-------- Given data

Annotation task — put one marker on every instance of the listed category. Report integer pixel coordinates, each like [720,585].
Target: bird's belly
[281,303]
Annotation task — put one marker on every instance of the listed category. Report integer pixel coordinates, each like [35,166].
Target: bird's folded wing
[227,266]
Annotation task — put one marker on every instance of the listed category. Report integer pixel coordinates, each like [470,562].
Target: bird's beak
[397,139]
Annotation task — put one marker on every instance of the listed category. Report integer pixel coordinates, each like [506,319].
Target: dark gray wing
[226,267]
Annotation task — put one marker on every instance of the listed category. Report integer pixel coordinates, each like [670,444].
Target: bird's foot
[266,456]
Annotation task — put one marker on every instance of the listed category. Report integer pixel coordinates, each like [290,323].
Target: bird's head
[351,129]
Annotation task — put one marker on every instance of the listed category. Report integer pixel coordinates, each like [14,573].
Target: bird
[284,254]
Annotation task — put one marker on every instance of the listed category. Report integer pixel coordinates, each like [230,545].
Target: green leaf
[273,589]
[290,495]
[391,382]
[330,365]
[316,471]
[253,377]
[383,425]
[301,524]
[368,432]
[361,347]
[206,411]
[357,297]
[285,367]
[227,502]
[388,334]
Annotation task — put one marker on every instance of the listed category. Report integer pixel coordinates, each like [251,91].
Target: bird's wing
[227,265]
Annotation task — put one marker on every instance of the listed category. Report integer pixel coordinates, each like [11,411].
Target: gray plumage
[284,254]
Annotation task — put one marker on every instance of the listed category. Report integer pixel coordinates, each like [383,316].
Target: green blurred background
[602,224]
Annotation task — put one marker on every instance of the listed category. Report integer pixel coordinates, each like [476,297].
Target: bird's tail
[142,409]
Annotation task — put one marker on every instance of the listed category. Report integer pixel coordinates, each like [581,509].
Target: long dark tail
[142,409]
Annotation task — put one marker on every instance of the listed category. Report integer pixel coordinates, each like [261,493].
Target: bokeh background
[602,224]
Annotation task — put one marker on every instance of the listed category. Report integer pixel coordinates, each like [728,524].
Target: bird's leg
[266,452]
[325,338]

----------------

» **To do**:
Copy out all of the entries above word for word, first to last, with nothing added or left out.

» **Task response**:
Annotation task — put one marker on every instance of the listed category. Report integer pixel coordinates, each like [720,585].
Target: bird's belly
[281,303]
Annotation task — put one marker on every instance of the listed category. Report integer pixel coordinates, each like [35,166].
Target: bird's folded wing
[227,266]
Annotation task — put one marker on every instance of the listed category. Report integer pixel coordinates, each like [470,562].
Target: bird's beak
[397,139]
Annotation task — put one marker on every instance of the listed category. Report integer pixel coordinates, each like [506,319].
Target: dark gray wing
[226,267]
Annotation task — put one marker on every instance of the listed category. Report integer pixel coordinates, each like [670,444].
Target: bird's foot
[266,456]
Annotation task — put one marker on every instance of the listed category. Report integer pixel coordinates, each like [290,323].
Target: bird's head
[351,129]
Annotation task — put one marker on every instance of the listed category. Report integer pixel coordinates, each like [14,573].
Target: bird
[284,254]
Annotation task — put one marker on every instance of the listed category. Report integer pixel coordinates, each like [230,545].
Target: green leaf
[273,589]
[290,495]
[391,382]
[330,365]
[316,471]
[253,377]
[383,425]
[301,524]
[368,432]
[361,347]
[206,411]
[357,297]
[285,367]
[227,502]
[388,334]
Annotation task — put one marker on every instance of the listed category. Report integer pixel coordinates, each like [251,91].
Target: bird's wing
[227,265]
Annotation task — put one marker on every instance of the listed category. Report integer pixel coordinates, each like [11,411].
Target: gray plumage
[284,254]
Annotation task — put one marker on every instance of the listed category. Report integer pixel coordinates, each like [383,316].
Target: green blurred background
[602,224]
Annotation task — put one marker on every instance of the listed category. Report integer pixel coordinates, each like [476,297].
Target: bird's tail
[142,409]
Annotation task — put one marker on every instance of the listed category. Report integer pixel coordinates, each like [581,509].
Target: long dark tail
[142,409]
Annotation task — put one marker on every instance of the listed category. Report integer pixel coordinates, each like [261,493].
Target: bokeh background
[602,224]
Annotation task — put one marker on every instance of the listed category. Report integer pixel coordinates, each like [728,524].
Target: bird's leg
[266,452]
[325,338]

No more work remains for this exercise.